Your output should be the entries below, exact in every detail.

Segment Start: ENTRIES SHOWN

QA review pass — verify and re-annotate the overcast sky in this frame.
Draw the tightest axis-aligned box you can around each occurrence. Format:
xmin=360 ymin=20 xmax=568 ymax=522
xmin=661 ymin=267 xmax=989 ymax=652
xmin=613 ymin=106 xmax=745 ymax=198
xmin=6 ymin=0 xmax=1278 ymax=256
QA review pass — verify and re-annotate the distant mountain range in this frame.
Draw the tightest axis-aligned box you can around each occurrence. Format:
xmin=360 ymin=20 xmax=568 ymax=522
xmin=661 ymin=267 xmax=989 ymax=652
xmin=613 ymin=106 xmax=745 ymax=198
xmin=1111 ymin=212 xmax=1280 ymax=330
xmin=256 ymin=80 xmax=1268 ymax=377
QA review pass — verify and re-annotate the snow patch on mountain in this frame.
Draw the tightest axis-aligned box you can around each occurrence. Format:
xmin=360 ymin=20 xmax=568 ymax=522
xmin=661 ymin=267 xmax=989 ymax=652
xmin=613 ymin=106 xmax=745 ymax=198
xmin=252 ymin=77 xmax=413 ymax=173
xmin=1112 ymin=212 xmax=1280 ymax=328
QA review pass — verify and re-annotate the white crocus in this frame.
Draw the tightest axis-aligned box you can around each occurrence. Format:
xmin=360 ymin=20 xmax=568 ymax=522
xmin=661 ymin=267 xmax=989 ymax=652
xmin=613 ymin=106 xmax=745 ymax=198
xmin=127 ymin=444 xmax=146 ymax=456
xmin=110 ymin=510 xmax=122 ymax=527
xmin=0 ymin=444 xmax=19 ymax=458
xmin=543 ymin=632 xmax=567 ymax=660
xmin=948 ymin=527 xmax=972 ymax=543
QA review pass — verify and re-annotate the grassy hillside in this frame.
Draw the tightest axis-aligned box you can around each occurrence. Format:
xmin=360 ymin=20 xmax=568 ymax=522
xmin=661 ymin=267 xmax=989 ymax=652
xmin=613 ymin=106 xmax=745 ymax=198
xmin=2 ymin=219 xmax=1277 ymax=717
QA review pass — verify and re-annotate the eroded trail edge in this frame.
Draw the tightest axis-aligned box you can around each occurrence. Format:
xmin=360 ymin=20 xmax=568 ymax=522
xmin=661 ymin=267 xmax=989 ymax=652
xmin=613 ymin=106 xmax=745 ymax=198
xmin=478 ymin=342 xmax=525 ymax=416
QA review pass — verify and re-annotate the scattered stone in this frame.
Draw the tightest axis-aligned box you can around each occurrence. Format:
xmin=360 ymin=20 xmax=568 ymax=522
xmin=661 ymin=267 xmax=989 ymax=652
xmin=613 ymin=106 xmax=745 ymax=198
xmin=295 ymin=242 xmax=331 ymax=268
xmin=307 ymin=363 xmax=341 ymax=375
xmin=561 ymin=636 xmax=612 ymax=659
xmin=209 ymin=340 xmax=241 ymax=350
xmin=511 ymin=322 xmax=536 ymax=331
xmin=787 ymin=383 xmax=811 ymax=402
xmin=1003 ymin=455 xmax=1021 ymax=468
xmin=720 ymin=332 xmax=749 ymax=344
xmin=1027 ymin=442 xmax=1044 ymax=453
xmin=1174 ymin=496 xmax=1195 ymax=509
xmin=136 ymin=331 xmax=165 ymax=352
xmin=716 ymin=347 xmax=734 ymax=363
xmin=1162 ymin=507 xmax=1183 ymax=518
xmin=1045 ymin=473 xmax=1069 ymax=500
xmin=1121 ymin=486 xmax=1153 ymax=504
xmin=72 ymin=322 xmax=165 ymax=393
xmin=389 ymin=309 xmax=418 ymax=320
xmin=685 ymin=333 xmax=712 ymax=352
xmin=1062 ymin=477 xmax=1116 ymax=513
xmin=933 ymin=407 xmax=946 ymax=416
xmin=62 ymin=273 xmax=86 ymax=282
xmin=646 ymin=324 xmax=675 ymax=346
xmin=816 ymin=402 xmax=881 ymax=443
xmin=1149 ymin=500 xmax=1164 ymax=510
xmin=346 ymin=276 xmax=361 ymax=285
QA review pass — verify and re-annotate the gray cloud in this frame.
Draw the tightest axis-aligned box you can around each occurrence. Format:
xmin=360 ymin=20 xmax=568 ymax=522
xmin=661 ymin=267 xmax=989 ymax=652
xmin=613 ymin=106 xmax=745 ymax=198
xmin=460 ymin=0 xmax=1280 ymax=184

Segment End: ENTRIES SHOWN

▶ **WORKED SOLUTION**:
QA review pass — verify and re-annotate the overcast sky in this frame.
Draw the tightest axis-aligned box you can around each occurrence. Format:
xmin=360 ymin=20 xmax=568 ymax=522
xmin=661 ymin=267 xmax=989 ymax=652
xmin=613 ymin=106 xmax=745 ymax=198
xmin=6 ymin=0 xmax=1278 ymax=256
QA review pass — verify and re-annotate the distant mountain range in this frame.
Draw the tightest axis-aligned box you can around each occurrence. Format:
xmin=360 ymin=20 xmax=568 ymax=522
xmin=661 ymin=267 xmax=989 ymax=652
xmin=613 ymin=106 xmax=745 ymax=198
xmin=1111 ymin=212 xmax=1280 ymax=330
xmin=256 ymin=80 xmax=1268 ymax=377
QA review pass — verify and re-annotate the snow patch on mountain in this frame.
Draw the tightest axis-aligned box you can around each occurrence. Format:
xmin=360 ymin=20 xmax=568 ymax=522
xmin=661 ymin=267 xmax=989 ymax=652
xmin=613 ymin=106 xmax=745 ymax=198
xmin=252 ymin=77 xmax=413 ymax=173
xmin=1112 ymin=212 xmax=1280 ymax=328
QA review pass — verify and re-annotate the white crocus in this frame.
Draw the tightest axis-aligned box you can around each occurrence. Format:
xmin=360 ymin=20 xmax=568 ymax=522
xmin=661 ymin=267 xmax=989 ymax=652
xmin=613 ymin=106 xmax=745 ymax=198
xmin=127 ymin=444 xmax=146 ymax=456
xmin=110 ymin=510 xmax=122 ymax=527
xmin=0 ymin=444 xmax=19 ymax=458
xmin=543 ymin=632 xmax=567 ymax=660
xmin=948 ymin=527 xmax=972 ymax=543
QA review pass — verify and re-annotate the grassy hillside in this frame.
Draw the tightest axis-aligned box you can around each occurrence. Format:
xmin=360 ymin=20 xmax=568 ymax=522
xmin=661 ymin=267 xmax=989 ymax=652
xmin=613 ymin=106 xmax=745 ymax=198
xmin=2 ymin=219 xmax=1277 ymax=717
QA review pass — verify and re-annotate the eroded trail edge in this frame.
Draw the tightest axis-aligned box you can around each occurrence. Format:
xmin=360 ymin=20 xmax=568 ymax=522
xmin=661 ymin=267 xmax=989 ymax=652
xmin=613 ymin=106 xmax=745 ymax=198
xmin=478 ymin=342 xmax=525 ymax=416
QA review pass — verify and re-annotate the scattered stone in this frame.
Draw the tightest axis-aligned box you can around each occurrence. Format:
xmin=360 ymin=20 xmax=568 ymax=522
xmin=661 ymin=267 xmax=989 ymax=652
xmin=613 ymin=106 xmax=745 ymax=198
xmin=295 ymin=242 xmax=331 ymax=268
xmin=307 ymin=363 xmax=341 ymax=375
xmin=561 ymin=636 xmax=612 ymax=659
xmin=209 ymin=340 xmax=241 ymax=350
xmin=511 ymin=322 xmax=536 ymax=331
xmin=787 ymin=383 xmax=811 ymax=402
xmin=1003 ymin=455 xmax=1021 ymax=468
xmin=720 ymin=332 xmax=749 ymax=344
xmin=1027 ymin=442 xmax=1044 ymax=453
xmin=1174 ymin=496 xmax=1195 ymax=509
xmin=136 ymin=331 xmax=165 ymax=352
xmin=716 ymin=347 xmax=734 ymax=363
xmin=1162 ymin=507 xmax=1183 ymax=518
xmin=1045 ymin=473 xmax=1069 ymax=500
xmin=1121 ymin=486 xmax=1153 ymax=504
xmin=72 ymin=322 xmax=165 ymax=393
xmin=389 ymin=309 xmax=418 ymax=320
xmin=685 ymin=333 xmax=712 ymax=352
xmin=1062 ymin=477 xmax=1116 ymax=513
xmin=933 ymin=407 xmax=946 ymax=416
xmin=62 ymin=273 xmax=86 ymax=282
xmin=646 ymin=324 xmax=675 ymax=346
xmin=816 ymin=402 xmax=881 ymax=443
xmin=1149 ymin=500 xmax=1164 ymax=510
xmin=346 ymin=276 xmax=361 ymax=285
QA review pass — verify and re-annotate the gray cloud in this frame.
Draw the tightest axis-aligned box you can around each occurrence. Format:
xmin=360 ymin=20 xmax=568 ymax=522
xmin=661 ymin=267 xmax=989 ymax=652
xmin=613 ymin=106 xmax=745 ymax=198
xmin=460 ymin=0 xmax=1280 ymax=184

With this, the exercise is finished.